Records for this exercise →
================

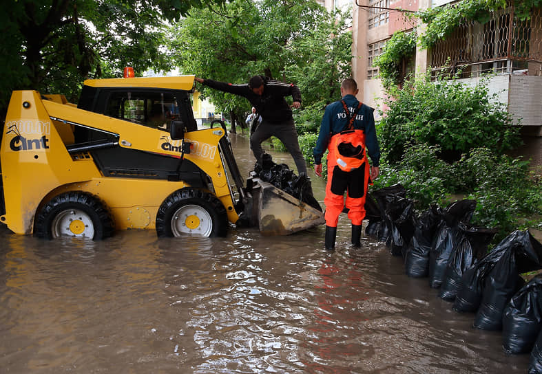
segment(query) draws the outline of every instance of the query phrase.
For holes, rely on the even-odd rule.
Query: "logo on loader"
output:
[[[15,152],[19,151],[34,151],[37,149],[48,149],[49,148],[49,139],[47,135],[50,134],[50,122],[42,122],[41,121],[34,122],[19,121],[9,122],[6,124],[8,131],[6,135],[14,133],[14,136],[10,141],[10,148]],[[25,135],[41,135],[45,133],[38,139],[28,139],[21,134]]]
[[[212,146],[207,143],[200,143],[197,140],[191,140],[188,138],[185,139],[185,143],[190,144],[190,155],[204,159],[213,160],[216,155],[216,146]],[[164,135],[160,138],[158,148],[164,151],[171,152],[181,153],[183,147],[183,140],[171,140],[167,136]]]

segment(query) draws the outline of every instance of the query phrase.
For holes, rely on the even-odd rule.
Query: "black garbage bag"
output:
[[[449,204],[442,214],[435,240],[429,251],[429,285],[439,288],[444,281],[446,267],[454,248],[459,243],[457,226],[468,223],[476,208],[475,200],[459,200]]]
[[[491,252],[463,272],[454,301],[453,309],[455,311],[476,311],[478,309],[486,277],[503,256],[512,240],[510,236],[503,239]]]
[[[500,330],[503,313],[510,298],[523,285],[513,251],[507,250],[484,280],[480,307],[473,326],[483,330]]]
[[[463,274],[483,257],[497,232],[494,230],[470,226],[461,222],[457,228],[458,244],[450,256],[439,293],[439,297],[447,301],[455,299]]]
[[[542,274],[512,298],[503,314],[503,348],[508,353],[530,352],[542,329]]]
[[[401,184],[394,184],[373,191],[372,195],[380,211],[381,223],[376,227],[371,226],[371,231],[375,231],[376,229],[377,239],[385,242],[389,247],[391,243],[391,222],[386,214],[386,210],[395,197],[405,197],[406,190]]]
[[[286,164],[275,164],[269,153],[263,154],[261,162],[256,162],[254,173],[262,181],[322,212],[322,207],[313,195],[309,177],[305,175],[296,175]]]
[[[427,276],[429,250],[437,228],[441,220],[440,208],[432,206],[415,220],[414,234],[405,253],[405,272],[413,278]]]
[[[448,227],[454,227],[459,222],[468,223],[476,209],[476,200],[458,200],[450,203],[444,209],[442,219]]]
[[[369,222],[382,221],[382,216],[380,214],[380,208],[378,207],[378,203],[371,192],[367,192],[367,196],[365,198],[365,219],[368,219]]]
[[[542,373],[542,331],[539,333],[529,361],[529,374]]]
[[[376,239],[382,223],[383,221],[380,219],[370,219],[367,223],[367,226],[365,227],[365,234],[369,237]]]
[[[459,229],[441,223],[429,251],[429,286],[439,288],[444,281],[450,256],[457,243]]]
[[[524,283],[519,274],[541,267],[542,245],[528,231],[515,231],[508,237],[509,245],[484,280],[475,327],[485,330],[502,329],[504,308]]]
[[[401,256],[414,234],[414,201],[394,195],[386,208],[386,218],[391,230],[390,251]]]

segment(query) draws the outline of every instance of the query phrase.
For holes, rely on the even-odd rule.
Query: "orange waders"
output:
[[[345,133],[348,133],[345,134]],[[357,157],[344,157],[339,153],[341,149],[337,141],[349,142],[354,148],[361,149]],[[360,148],[358,148],[360,147]],[[344,192],[348,217],[353,225],[361,226],[365,217],[365,199],[369,180],[369,163],[365,154],[365,133],[362,130],[350,130],[334,135],[328,146],[326,185],[326,226],[336,228],[339,215],[344,208]]]

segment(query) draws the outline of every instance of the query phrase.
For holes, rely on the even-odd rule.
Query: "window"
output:
[[[112,93],[106,116],[138,124],[169,131],[171,120],[179,118],[177,98],[171,92]]]
[[[367,63],[367,79],[376,78],[378,75],[378,67],[373,66],[373,61],[374,61],[375,57],[382,54],[384,45],[386,45],[386,41],[373,43],[367,46],[367,56],[368,59]]]
[[[369,6],[368,28],[377,28],[387,23],[390,19],[390,12],[384,8],[389,8],[389,0],[371,0]]]

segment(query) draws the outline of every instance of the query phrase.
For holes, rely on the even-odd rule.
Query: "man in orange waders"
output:
[[[361,245],[362,222],[365,217],[365,199],[369,183],[379,173],[380,148],[375,129],[374,109],[357,100],[357,84],[352,78],[341,85],[342,100],[327,106],[314,147],[314,171],[322,177],[322,156],[328,150],[326,185],[326,250],[335,249],[339,214],[344,204],[352,221],[352,244]],[[366,155],[368,151],[373,166]]]

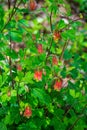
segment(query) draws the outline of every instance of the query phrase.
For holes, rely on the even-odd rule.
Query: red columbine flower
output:
[[[58,65],[58,59],[56,56],[53,56],[52,63],[53,63],[53,65]]]
[[[32,115],[32,110],[29,106],[27,106],[24,110],[24,116],[29,118]]]
[[[35,71],[35,73],[34,73],[34,78],[35,78],[37,81],[42,80],[42,71],[39,71],[39,70]]]
[[[58,31],[55,31],[53,33],[53,38],[54,38],[54,41],[58,41],[61,38],[60,33]]]
[[[62,80],[56,80],[55,84],[54,84],[54,90],[60,90],[62,88]]]
[[[22,71],[22,66],[21,65],[17,65],[17,70],[18,71]]]
[[[36,3],[36,1],[35,0],[30,0],[30,3],[29,3],[29,8],[30,8],[30,10],[35,10],[36,9],[36,7],[37,7],[37,3]]]
[[[38,53],[40,53],[40,54],[43,53],[43,46],[42,46],[42,44],[39,44],[37,49],[38,49]]]

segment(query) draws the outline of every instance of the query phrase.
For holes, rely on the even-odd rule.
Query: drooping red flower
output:
[[[35,0],[30,0],[30,2],[29,2],[29,8],[30,8],[30,10],[33,11],[33,10],[36,9],[36,7],[37,7],[36,1]]]
[[[54,84],[54,90],[59,91],[62,88],[62,80],[56,80],[55,84]]]
[[[43,46],[42,46],[42,44],[39,44],[37,49],[38,49],[38,53],[39,54],[43,53]]]
[[[53,63],[53,65],[58,65],[58,59],[56,56],[53,56],[52,63]]]
[[[25,110],[24,110],[24,117],[29,118],[29,117],[31,117],[31,116],[32,116],[32,110],[31,110],[31,108],[30,108],[29,106],[27,106],[27,107],[25,108]]]
[[[35,71],[35,73],[34,73],[34,78],[35,78],[37,81],[42,80],[42,71],[40,71],[40,70]]]
[[[7,95],[8,95],[8,97],[11,96],[11,91],[10,90],[7,92]]]
[[[54,39],[54,41],[58,41],[60,38],[61,38],[60,33],[58,31],[55,31],[53,33],[53,39]]]

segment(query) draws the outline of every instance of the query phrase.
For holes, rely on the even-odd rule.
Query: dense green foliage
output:
[[[0,130],[85,130],[87,24],[65,0],[29,4],[0,5]]]

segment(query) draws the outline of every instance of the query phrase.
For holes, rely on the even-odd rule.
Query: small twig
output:
[[[63,58],[64,51],[65,51],[65,49],[66,49],[66,47],[67,47],[67,42],[68,42],[68,41],[65,42],[65,44],[64,44],[64,46],[63,46],[63,48],[62,48],[62,52],[61,52],[61,54],[60,54],[59,60],[62,60],[62,58]]]
[[[50,29],[51,29],[51,32],[53,32],[53,28],[52,28],[52,11],[53,11],[53,9],[51,10],[51,13],[50,13]]]
[[[52,29],[52,11],[53,11],[53,9],[51,9],[51,13],[50,13],[50,30],[51,30],[51,33],[53,33],[53,29]],[[46,62],[47,62],[48,56],[50,55],[50,50],[51,50],[52,42],[53,42],[53,37],[51,38],[50,47],[47,50]]]
[[[13,7],[13,11],[12,11],[12,13],[11,13],[11,15],[10,15],[10,17],[9,17],[9,19],[8,19],[8,21],[7,21],[7,23],[6,23],[6,24],[4,25],[4,27],[2,28],[1,33],[4,31],[4,29],[6,28],[6,26],[8,25],[8,23],[11,21],[12,17],[14,16],[14,14],[15,14],[16,11],[17,11],[15,8],[18,8],[19,5],[21,4],[21,2],[22,2],[22,0],[20,0],[20,2],[18,3],[17,6],[14,6],[14,7]],[[14,9],[15,9],[15,10],[14,10]]]
[[[81,20],[81,18],[77,18],[72,20],[69,24],[66,24],[66,26],[63,29],[60,29],[60,32],[63,32],[64,30],[66,30],[67,27],[69,27],[73,22]]]

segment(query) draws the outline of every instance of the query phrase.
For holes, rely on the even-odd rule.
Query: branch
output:
[[[69,27],[73,22],[81,20],[81,18],[77,18],[72,20],[69,24],[66,24],[66,26],[63,29],[60,29],[59,32],[63,32],[67,27]]]
[[[62,52],[61,52],[61,55],[60,55],[59,60],[62,60],[62,58],[63,58],[64,51],[65,51],[65,49],[66,49],[66,47],[67,47],[67,42],[68,42],[68,41],[65,42],[65,44],[64,44],[64,46],[63,46],[63,48],[62,48]]]
[[[9,0],[8,0],[9,1]],[[19,6],[20,6],[20,4],[21,4],[21,2],[22,2],[22,0],[20,0],[20,2],[18,3],[18,5],[16,6],[16,2],[15,2],[15,4],[14,4],[14,7],[13,7],[13,10],[12,10],[12,13],[11,13],[11,15],[10,15],[10,17],[9,17],[9,19],[8,19],[8,21],[7,21],[7,23],[4,25],[4,27],[2,28],[2,30],[1,30],[1,33],[4,31],[4,29],[6,28],[6,26],[8,25],[8,23],[11,21],[11,19],[12,19],[12,17],[14,16],[14,14],[16,13],[16,8],[18,8]]]
[[[51,9],[51,13],[50,13],[50,30],[51,30],[51,33],[53,33],[53,29],[52,29],[52,11],[53,11],[53,9]],[[51,46],[52,46],[52,42],[53,42],[53,37],[51,39],[50,47],[47,50],[48,53],[47,53],[47,56],[46,56],[46,62],[47,62],[48,56],[50,54],[50,49],[51,49]]]

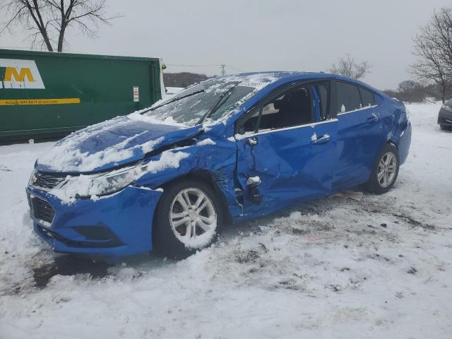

================

Aim → Pull out every line in the rows above that contains the word "flower", and copy each one. Treat uppercase and lowercase letters as different.

Response below →
Query: red columbine flower
Query: drooping red flower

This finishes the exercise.